EXERCISE DIRECTIONS: Rewrite the listing from its first line through the line containing "[(95, 213), (276, 218)]", keeping every line and multiplying each coordinate in the point lists by 0.7, rounded to whole numbers with halves going up. Leave the sample coordinates in the comment lines unchanged.

---- DATA LISTING

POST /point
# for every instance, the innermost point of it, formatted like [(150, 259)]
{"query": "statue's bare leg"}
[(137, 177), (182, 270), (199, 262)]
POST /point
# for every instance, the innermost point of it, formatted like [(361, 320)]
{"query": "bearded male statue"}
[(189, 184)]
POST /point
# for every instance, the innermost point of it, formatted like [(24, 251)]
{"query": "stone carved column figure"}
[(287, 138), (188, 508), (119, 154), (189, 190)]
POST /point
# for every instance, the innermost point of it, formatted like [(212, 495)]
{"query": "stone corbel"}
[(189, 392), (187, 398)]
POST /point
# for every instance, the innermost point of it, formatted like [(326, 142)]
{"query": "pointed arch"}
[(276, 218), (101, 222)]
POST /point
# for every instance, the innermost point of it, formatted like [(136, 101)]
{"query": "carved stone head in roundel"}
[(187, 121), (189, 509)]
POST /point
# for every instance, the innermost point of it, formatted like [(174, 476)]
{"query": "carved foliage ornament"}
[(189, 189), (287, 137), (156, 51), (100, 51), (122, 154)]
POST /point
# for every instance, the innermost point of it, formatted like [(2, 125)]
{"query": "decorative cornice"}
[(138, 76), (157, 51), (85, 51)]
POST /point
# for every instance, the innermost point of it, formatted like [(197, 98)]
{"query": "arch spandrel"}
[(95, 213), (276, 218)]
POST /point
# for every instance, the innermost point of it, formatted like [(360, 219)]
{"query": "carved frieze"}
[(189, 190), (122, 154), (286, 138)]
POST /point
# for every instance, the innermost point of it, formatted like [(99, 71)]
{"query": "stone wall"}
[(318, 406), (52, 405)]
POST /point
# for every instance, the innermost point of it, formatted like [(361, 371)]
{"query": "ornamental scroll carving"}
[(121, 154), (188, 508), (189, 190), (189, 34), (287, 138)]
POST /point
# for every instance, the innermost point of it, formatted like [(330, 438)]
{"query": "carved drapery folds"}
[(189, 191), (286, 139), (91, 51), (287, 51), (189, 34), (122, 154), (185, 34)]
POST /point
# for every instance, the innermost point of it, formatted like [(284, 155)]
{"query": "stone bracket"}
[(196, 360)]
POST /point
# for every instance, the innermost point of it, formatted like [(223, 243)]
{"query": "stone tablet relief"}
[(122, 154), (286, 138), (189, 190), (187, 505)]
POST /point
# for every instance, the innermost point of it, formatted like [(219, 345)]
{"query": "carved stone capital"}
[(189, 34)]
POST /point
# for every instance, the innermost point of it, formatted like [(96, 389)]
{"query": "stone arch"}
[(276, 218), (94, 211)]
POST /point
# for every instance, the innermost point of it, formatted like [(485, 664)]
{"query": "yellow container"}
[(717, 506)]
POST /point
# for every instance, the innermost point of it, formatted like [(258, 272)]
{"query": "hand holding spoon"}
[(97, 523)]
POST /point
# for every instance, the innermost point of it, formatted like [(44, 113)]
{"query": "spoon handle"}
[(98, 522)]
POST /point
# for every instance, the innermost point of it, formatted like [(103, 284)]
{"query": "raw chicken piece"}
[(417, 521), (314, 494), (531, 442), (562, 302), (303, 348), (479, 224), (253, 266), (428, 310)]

--------

THE RESULT:
POST /point
# for every instance, the innermost point of it, formatted like [(150, 259)]
{"query": "statue's bare leg"}
[(96, 124), (127, 189), (139, 183)]
POST /point
# for every instance, the innermost point of it, formatted like [(361, 320)]
{"query": "bearded male statue"}
[(132, 129)]
POST /point
# for every instance, the innermost point of it, formatted like [(24, 251)]
{"query": "stone carved column figure"}
[(201, 97), (132, 356), (83, 108), (132, 133)]
POST /point
# for every instance, the innermost point of it, formatted like [(212, 495)]
{"query": "stone corbel"}
[(132, 274), (131, 279)]
POST /point
# for every instance, the innermost point of it, formatted like [(326, 142)]
{"query": "pointed arch"}
[(193, 153), (71, 155)]
POST /point
# for every instance, the innermost point of it, formatted like [(136, 101)]
{"query": "carved stone head in roundel"}
[(131, 85), (132, 356)]
POST /point
# for every instance, the innermost point of it, formatted like [(174, 476)]
{"query": "carved foliage ornament"}
[(132, 132), (201, 96), (109, 36), (70, 36), (85, 108)]
POST /point
# for every instance, the innermost point of it, formatted like [(2, 125)]
{"query": "decorative cornice"}
[(97, 53), (110, 36), (60, 36)]
POST /point
# for every instance, the innermost point of it, formatted like [(197, 98)]
{"query": "arch spandrel"}
[(67, 149), (193, 153)]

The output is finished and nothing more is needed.